• **DESCRIPTION OF THE TASK**
Match on the string "frond" in the entries below and return every matching line.

• **DATA UNDER STUDY**
========

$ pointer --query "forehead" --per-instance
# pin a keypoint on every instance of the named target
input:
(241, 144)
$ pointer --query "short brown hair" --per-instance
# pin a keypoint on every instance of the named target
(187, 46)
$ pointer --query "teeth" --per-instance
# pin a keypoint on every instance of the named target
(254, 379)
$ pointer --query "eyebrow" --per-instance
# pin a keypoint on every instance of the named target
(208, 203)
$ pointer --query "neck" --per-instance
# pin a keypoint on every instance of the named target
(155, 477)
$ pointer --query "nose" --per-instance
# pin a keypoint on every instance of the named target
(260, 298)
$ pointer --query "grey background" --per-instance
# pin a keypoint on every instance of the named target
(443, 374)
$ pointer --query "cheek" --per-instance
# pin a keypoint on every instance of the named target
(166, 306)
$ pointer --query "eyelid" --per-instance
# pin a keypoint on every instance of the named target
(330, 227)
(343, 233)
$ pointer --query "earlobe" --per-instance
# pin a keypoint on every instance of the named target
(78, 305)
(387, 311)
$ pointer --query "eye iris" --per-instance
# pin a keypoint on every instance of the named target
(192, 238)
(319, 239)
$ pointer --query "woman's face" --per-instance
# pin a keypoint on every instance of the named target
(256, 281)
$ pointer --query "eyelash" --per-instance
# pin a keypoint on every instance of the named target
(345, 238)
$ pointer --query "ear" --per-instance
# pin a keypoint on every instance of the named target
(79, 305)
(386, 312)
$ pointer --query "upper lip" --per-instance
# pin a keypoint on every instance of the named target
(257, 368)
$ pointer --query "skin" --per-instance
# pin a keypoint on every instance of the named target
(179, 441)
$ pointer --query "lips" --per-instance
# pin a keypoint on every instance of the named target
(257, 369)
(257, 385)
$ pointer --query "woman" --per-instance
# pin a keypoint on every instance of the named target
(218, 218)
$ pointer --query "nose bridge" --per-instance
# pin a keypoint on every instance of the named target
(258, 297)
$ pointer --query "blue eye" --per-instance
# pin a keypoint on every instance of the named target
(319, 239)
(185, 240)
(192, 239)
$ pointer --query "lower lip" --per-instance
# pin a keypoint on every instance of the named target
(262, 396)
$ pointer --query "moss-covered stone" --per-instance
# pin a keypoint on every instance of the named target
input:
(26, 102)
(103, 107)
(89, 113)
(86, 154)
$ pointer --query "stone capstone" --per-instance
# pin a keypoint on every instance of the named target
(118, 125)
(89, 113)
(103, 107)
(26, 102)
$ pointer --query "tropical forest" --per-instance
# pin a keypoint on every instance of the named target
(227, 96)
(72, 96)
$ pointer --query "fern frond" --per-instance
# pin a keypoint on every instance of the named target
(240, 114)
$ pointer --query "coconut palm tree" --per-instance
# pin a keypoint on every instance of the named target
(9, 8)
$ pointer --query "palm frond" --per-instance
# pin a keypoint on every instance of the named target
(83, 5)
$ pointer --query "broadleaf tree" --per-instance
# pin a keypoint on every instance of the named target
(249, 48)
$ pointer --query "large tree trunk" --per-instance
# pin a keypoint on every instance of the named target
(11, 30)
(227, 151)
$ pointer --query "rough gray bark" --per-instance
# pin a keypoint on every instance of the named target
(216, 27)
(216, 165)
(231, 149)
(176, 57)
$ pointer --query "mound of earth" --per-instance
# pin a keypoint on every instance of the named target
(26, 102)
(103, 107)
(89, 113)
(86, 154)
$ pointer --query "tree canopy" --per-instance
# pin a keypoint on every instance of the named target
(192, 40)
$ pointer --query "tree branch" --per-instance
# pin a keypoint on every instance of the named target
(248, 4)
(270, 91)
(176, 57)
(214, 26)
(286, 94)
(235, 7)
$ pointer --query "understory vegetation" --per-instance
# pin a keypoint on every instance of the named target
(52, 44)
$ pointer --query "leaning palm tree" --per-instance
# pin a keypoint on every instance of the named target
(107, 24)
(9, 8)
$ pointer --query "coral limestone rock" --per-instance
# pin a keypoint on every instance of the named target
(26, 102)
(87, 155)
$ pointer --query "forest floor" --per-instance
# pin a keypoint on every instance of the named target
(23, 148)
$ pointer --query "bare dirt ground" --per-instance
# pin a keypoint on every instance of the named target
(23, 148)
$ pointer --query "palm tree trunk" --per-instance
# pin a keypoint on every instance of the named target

========

• **OUTPUT FOR THIS TASK**
$ pointer --query "fern frond" --per-instance
$ pointer --query "palm frond" --per-instance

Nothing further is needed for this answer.